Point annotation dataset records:
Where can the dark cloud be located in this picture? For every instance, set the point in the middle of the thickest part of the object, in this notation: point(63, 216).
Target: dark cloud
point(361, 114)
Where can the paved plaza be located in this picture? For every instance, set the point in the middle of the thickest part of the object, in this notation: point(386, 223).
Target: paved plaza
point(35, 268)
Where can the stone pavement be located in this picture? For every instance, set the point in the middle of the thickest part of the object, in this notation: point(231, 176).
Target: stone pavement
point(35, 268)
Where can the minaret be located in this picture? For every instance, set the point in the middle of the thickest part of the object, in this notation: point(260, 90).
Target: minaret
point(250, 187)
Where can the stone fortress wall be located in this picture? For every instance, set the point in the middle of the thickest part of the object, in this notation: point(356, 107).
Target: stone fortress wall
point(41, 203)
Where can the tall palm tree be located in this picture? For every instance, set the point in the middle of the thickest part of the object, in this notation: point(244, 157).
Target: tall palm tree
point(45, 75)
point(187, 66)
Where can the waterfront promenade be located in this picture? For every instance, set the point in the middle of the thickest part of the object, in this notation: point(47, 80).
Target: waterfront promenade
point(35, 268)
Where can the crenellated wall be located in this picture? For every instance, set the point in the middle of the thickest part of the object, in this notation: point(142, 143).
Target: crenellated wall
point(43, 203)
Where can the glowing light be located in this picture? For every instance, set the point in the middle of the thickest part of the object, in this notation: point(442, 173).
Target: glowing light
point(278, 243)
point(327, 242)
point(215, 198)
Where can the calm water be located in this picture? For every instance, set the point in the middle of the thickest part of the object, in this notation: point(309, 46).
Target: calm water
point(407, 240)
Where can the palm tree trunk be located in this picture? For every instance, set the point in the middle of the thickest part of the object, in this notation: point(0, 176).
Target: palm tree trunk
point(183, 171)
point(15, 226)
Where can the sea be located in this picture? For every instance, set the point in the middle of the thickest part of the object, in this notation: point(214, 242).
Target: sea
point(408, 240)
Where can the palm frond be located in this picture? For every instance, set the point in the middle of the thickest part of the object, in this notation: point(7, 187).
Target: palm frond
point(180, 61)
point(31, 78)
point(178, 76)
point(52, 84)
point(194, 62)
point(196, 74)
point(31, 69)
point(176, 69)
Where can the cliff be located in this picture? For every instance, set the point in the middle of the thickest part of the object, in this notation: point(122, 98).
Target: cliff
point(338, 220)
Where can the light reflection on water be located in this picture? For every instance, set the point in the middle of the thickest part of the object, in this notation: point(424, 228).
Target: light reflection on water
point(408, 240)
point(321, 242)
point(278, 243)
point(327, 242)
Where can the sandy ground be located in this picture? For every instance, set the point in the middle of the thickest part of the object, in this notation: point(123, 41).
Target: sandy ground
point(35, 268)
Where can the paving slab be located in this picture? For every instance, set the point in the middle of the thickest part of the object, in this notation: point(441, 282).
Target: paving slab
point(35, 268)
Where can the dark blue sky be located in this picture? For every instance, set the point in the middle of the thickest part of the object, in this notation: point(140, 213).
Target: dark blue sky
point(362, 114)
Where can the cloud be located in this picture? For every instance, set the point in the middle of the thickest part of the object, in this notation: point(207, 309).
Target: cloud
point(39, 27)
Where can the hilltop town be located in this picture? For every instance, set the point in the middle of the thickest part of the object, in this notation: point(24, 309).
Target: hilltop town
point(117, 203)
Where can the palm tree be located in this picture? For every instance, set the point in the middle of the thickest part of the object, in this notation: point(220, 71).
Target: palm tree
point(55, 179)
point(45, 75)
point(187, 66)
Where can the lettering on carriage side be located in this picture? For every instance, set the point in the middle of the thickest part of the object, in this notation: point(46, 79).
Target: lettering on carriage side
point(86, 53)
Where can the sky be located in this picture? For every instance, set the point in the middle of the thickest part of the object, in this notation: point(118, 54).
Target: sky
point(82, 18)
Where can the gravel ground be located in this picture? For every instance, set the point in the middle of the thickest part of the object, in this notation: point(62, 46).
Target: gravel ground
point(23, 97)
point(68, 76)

• What the task asks
Rewrite all of the material above, replacing every occurrence of "thickest" with "widest" and leaving everything else unchanged.

• Solution below
Where can the dark cloud be located in this picture? For every instance, set the point in the middle of the widest part of the object, in this notation: point(63, 216).
Target: dark cloud
point(361, 114)
Where can the paved plaza be located in this picture? For every instance, set the point in the middle of the widest part of the object, in this notation: point(386, 223).
Target: paved plaza
point(35, 268)
Where can the stone pavement be located in this picture? For every instance, set the point in the middle of the widest part of the object, in this notation: point(231, 176).
Target: stone pavement
point(35, 268)
Where can the minaret be located in this picture? For every instance, set the point in the middle of the widest part of the object, in this notation: point(260, 90).
Target: minaret
point(250, 187)
Where can the stone fortress wall be located in this picture? For every instance, set the point in the middle of the widest part of the object, in this notation: point(356, 107).
Target: stone fortress wall
point(41, 203)
Where can the tall palm tree be located in this picture? For every instance, set the point in the middle of the widest part of the object, in this notation: point(244, 157).
Target: tall palm tree
point(45, 75)
point(187, 66)
Where can the waterfront promenade be located in this picture? For every instance, set the point in the middle of the widest part of the object, in this notation: point(47, 80).
Target: waterfront promenade
point(35, 268)
Where can the crenellated wall be located in this picture? For every instance, set the point in the middle of the widest part of the object, in this notation: point(142, 143).
Target: crenellated wall
point(43, 203)
Where can the glowing light be located in this picture? For every instance, set the point in the middle of the widest part of the object, in this notation: point(442, 173).
Target: glowing light
point(278, 243)
point(327, 242)
point(215, 198)
Where can the calm water be located in this picture? For every instance, set the point in the middle of the widest part of the object, in this notation: point(309, 46).
Target: calm water
point(407, 240)
Where can the palm tree trunk be located in this picture? For every instance, set the point in the middle of the widest part of the object, in this notation: point(0, 176).
Target: palm tree trunk
point(183, 171)
point(15, 226)
Where can the sea be located in this picture? For every instance, set the point in the middle of the widest part of the object, in this notation: point(214, 242).
Target: sea
point(408, 240)
Where can the palm frond be located in this picture? For every instance, set the point in the middle of the widest part of the object, in this notation: point(7, 187).
Target: palm frond
point(180, 61)
point(31, 78)
point(178, 76)
point(52, 84)
point(194, 62)
point(196, 74)
point(31, 69)
point(176, 69)
Where can the cliff be located in this picture? For every instance, set the point in the middle of the widest part of the object, in this notation: point(122, 98).
Target: cliff
point(338, 220)
Where can the light reflection on water be located in this picture? For every instance, set the point in the middle of the widest part of the object, in this notation: point(424, 228).
Target: light reflection on water
point(408, 240)
point(321, 242)
point(278, 243)
point(327, 242)
Where can the sandy ground be located in this picture? For every instance, set the point in the middle of the widest part of the object, in this notation: point(123, 41).
Target: sandy ground
point(35, 268)
Where can the paving slab be located in this picture? For every instance, set the point in the middle of the widest part of the object, in this notation: point(441, 282).
Target: paving slab
point(35, 268)
Where can the dark blue sky be located in this picture? For every instance, set the point in the middle of the widest part of the object, in this notation: point(140, 213).
Target: dark blue sky
point(362, 114)
Where can the cloud be located in this picture? For every instance, set the point in the middle of the widest part of the object, in this notation: point(207, 309).
Target: cloud
point(39, 27)
Where can the hilltop town be located in this picture? For every instance, set the point in the middle of the widest part of the object, in this notation: point(24, 309).
Target: hilltop town
point(117, 203)
Where can the palm tree be located in this picture? For every instance, set the point in the middle of the widest part of the object, in this notation: point(220, 71).
Target: palm tree
point(55, 179)
point(45, 75)
point(187, 66)
Where can the lettering on carriage side be located in this picture? For every instance, set the point in the middle of the widest part of the object, in this notation: point(46, 79).
Target: lettering on carriage side
point(86, 53)
Where can the sky be located in this picture? For every instance, set the point in the middle of the widest part of the object, in this notation: point(118, 54).
Target: sky
point(82, 18)
Where can the gravel ground be located in this picture? For every instance, set the point in the middle of the widest part of the object, in this notation: point(62, 46).
Target: gravel ground
point(23, 97)
point(68, 76)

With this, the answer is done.